_Prompt_
Return the records exactly as they stand, and keep the pictures out of the copy.
--------
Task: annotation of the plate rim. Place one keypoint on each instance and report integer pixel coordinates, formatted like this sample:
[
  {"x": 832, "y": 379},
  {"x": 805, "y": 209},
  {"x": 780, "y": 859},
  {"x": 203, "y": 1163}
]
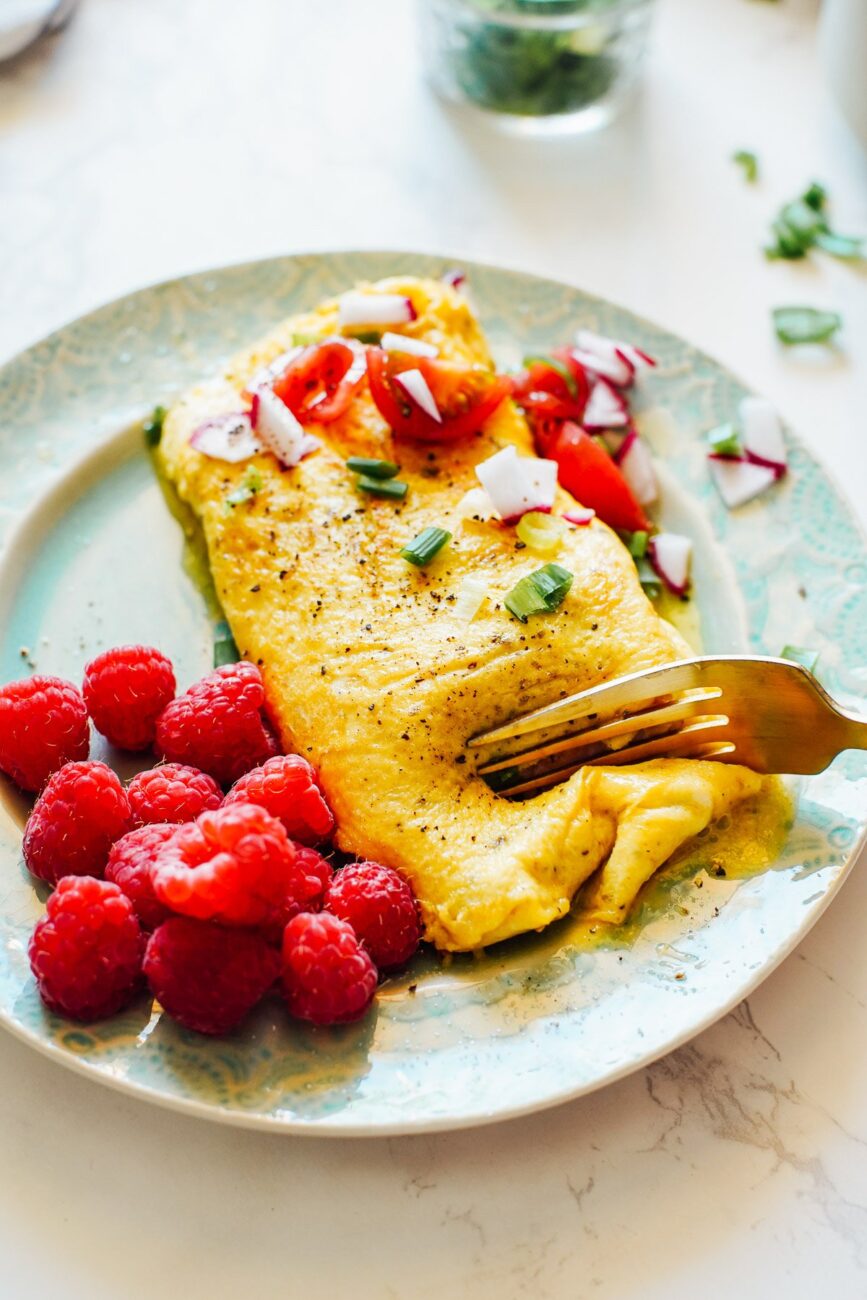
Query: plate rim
[{"x": 287, "y": 1125}]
--------
_Written solution_
Task: annotation of the plate rim. Place one keypoint on each instance and report integer pixel coordinates, formatted like this sample:
[
  {"x": 832, "y": 379},
  {"x": 805, "y": 209},
  {"x": 780, "y": 859},
  {"x": 203, "y": 1163}
]
Query: plate rim
[{"x": 287, "y": 1125}]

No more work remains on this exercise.